Aku dunia yang hidup pada dunia
Begitu juga kau,
kalian
Dan matahari itu bak raja yang bertahta
Aku dunia yang hidup pada dunia
Tapi aku dunia, percayalah
Manusia terlahir dengan hati sebening
embun, seputih salju, tanpa noda setitikpun, begitulah fitrahnya. Namun
polusi dunia mengkontaminasi hati itu. Berapa banyak gadis yang dahulu memiliki
binar keceriaan, kini menerawang masa depannya yang kian buram?. Dulu ia
mungkin si gadis berkepang dua yang setiap hari menyenandungkan
nyanyian khas anak-anak, semisal
”Bintang kecil
dilangit yang biru.. amat banyak menghias angkasaaaaa” sambil menatap bintang yang tak
lelah menyanding malam (langit malam perasaan gelap
deh.. kok di syair warnanya biru y??:p). Gadis itu sendu,
meski sesekali tertawa namun tatap matanya tak bisa menipu. Memang
membingungkan, tapi ialah yang kehilangan fitrah.
Masa
muda ternyata begitu melenakan, bagi dia yang terlampau lugu. Semua seolah
berlomba mengikuti figur yang dipujanya, tanpa berpikir dampaknya dimasa depan. Dan aku
tak mau itu, karenanya izinkan aku menjadi pemberontak sejati. Meski dicap berbeda oleh
mereka, dicibir sok suci atau apalah, tak mengapa. Sekali lagi hidup itu pilihan.
++++++++++
## YANG HARUS DIKERJAKAN
(a) Sebutkan semua gambaran yang dipakai blok teks di atas untuk melukiskan hati manusia saat terlahir.
(b) Tuliskan ulang baris-baris dari daftar di bawah, mulai dari baris yang memuat "det: statue of woman" dan terus sampai baris yang memuat "437,661 -> 462,682", kedua baris itu ikut disertakan.
++++++++++
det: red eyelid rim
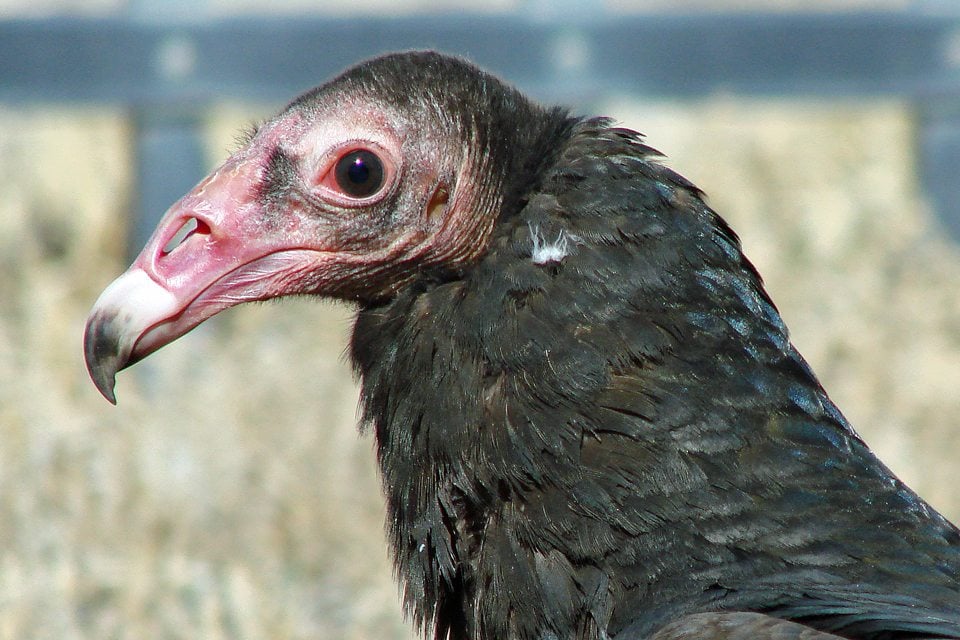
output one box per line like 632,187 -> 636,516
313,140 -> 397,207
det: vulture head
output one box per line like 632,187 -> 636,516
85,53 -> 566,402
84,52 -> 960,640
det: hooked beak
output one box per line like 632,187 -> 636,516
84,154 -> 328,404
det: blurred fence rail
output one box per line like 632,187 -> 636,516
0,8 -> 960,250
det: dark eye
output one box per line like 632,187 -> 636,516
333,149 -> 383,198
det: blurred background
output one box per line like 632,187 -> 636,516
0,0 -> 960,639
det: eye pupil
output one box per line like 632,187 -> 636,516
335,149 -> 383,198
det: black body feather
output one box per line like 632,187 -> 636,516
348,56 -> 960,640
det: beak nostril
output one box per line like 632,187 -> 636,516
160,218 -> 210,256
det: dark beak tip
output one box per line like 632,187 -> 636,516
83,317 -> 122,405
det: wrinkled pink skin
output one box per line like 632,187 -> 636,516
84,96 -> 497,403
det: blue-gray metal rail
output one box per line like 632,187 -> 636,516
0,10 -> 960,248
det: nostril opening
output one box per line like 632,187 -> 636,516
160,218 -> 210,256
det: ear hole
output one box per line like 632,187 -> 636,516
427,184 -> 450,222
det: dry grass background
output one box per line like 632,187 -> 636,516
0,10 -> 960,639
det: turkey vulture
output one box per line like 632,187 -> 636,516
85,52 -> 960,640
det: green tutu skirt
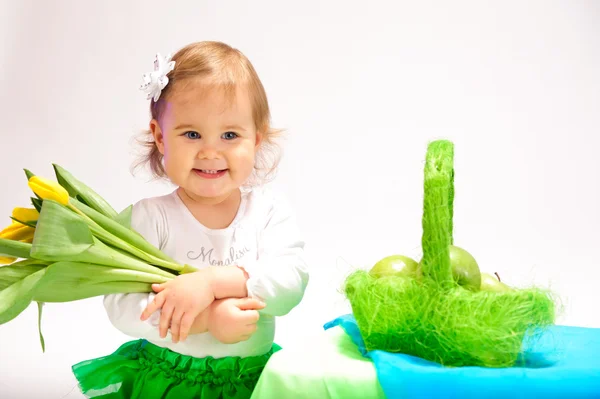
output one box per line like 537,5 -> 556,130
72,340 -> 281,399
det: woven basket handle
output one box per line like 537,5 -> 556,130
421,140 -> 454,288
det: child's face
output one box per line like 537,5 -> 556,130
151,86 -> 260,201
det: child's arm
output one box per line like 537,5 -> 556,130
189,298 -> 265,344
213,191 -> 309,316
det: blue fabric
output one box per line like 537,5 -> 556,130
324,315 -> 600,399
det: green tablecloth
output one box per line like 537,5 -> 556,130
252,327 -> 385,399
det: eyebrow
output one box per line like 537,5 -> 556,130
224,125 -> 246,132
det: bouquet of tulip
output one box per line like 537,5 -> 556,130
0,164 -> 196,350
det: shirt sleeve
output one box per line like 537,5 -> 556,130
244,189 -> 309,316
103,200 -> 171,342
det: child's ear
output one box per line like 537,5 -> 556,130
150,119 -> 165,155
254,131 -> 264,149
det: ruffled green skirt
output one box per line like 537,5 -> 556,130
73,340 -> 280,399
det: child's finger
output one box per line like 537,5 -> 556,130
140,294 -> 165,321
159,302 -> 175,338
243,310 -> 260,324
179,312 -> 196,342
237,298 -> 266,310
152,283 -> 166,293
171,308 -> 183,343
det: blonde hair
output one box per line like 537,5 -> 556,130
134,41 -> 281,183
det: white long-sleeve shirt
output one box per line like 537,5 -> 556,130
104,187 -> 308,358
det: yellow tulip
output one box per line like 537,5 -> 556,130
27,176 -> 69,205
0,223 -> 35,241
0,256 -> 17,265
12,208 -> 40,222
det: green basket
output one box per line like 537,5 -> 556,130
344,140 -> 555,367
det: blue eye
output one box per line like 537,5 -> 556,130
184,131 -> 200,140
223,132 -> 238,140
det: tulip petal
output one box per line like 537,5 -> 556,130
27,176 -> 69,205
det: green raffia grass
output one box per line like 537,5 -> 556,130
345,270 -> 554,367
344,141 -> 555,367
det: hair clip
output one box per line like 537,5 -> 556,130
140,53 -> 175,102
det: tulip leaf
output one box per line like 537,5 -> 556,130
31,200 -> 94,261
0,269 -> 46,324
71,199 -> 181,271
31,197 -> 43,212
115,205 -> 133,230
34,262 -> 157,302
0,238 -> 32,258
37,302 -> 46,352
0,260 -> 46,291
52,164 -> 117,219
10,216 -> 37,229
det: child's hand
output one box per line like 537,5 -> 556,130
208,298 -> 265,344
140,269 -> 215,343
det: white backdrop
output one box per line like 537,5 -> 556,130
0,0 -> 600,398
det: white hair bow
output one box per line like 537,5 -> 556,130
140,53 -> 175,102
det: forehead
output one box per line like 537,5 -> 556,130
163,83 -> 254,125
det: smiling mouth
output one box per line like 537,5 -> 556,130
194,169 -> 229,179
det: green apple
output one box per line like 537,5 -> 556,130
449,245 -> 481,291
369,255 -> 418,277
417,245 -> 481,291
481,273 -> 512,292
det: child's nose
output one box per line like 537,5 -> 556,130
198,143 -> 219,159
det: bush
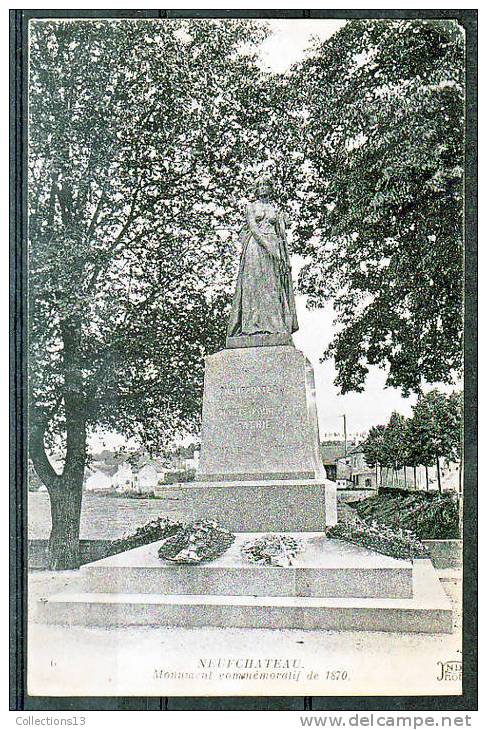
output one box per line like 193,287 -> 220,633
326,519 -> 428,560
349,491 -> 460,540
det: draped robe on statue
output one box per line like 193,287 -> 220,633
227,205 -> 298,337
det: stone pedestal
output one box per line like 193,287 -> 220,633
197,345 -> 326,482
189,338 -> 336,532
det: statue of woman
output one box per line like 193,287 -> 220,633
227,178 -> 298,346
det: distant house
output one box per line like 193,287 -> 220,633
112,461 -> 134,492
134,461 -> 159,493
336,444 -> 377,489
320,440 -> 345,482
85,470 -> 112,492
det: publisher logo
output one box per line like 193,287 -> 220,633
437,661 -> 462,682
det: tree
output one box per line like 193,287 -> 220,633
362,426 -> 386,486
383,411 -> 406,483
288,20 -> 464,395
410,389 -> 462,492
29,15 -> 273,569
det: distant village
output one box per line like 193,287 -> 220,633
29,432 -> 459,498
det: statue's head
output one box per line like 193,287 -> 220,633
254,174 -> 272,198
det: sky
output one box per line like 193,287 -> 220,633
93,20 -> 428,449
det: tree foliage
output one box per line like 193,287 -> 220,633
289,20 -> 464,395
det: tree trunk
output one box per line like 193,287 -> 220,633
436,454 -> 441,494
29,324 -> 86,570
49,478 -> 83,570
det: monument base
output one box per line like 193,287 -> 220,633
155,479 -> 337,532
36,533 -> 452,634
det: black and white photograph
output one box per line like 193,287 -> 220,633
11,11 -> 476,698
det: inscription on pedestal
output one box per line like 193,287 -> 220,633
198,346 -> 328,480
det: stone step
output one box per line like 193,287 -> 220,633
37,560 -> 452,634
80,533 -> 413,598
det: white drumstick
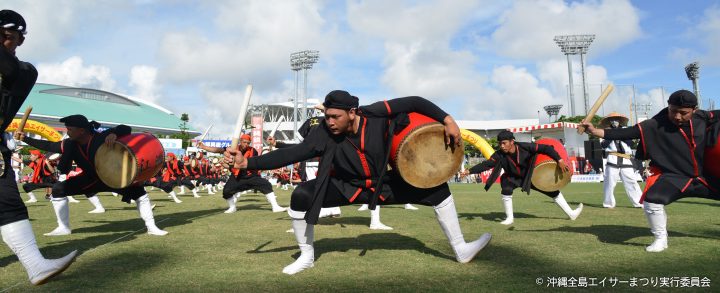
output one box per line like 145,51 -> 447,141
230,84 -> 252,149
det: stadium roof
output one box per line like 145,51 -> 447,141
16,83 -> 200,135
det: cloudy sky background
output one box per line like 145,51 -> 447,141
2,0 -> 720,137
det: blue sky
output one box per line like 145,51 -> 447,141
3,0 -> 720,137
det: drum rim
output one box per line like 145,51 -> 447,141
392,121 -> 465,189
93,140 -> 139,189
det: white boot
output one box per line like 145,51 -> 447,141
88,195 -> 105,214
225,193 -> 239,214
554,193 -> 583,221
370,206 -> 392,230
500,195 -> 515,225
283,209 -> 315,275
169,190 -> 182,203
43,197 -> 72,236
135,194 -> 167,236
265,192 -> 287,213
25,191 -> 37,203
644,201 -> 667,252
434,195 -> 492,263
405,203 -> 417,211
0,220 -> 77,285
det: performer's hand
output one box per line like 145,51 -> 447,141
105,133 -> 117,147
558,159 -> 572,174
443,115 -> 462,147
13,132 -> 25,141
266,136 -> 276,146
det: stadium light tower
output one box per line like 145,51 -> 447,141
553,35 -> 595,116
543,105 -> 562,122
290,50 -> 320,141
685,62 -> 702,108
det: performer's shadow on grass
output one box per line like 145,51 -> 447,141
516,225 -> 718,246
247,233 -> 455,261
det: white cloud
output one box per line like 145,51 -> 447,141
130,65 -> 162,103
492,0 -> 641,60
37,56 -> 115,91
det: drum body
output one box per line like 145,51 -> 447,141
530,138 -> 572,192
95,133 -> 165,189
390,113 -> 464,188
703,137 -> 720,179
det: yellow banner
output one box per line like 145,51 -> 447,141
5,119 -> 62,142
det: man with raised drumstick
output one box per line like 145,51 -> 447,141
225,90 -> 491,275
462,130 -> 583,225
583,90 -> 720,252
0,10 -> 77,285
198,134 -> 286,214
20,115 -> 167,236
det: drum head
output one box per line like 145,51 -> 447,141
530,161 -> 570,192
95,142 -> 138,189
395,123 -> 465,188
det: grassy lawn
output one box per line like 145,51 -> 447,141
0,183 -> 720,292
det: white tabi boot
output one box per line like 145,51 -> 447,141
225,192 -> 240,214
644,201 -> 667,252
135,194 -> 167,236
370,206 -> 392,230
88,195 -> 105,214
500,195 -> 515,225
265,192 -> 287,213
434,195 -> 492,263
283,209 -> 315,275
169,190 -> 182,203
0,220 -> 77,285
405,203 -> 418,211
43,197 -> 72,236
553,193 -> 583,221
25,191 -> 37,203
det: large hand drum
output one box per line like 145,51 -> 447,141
++++++++++
## HASIL LATIHAN
(a)
- sebening embun
- seputih salju
- tanpa noda setitikpun

(b)
det: statue of woman
output one box per line like 193,287 -> 220,633
227,178 -> 298,346
det: distant house
output one box per line like 193,287 -> 220,633
112,461 -> 134,492
134,461 -> 159,493
336,444 -> 377,489
320,440 -> 345,482
85,470 -> 112,492
det: publisher logo
output one box per line like 193,287 -> 220,633
437,661 -> 462,682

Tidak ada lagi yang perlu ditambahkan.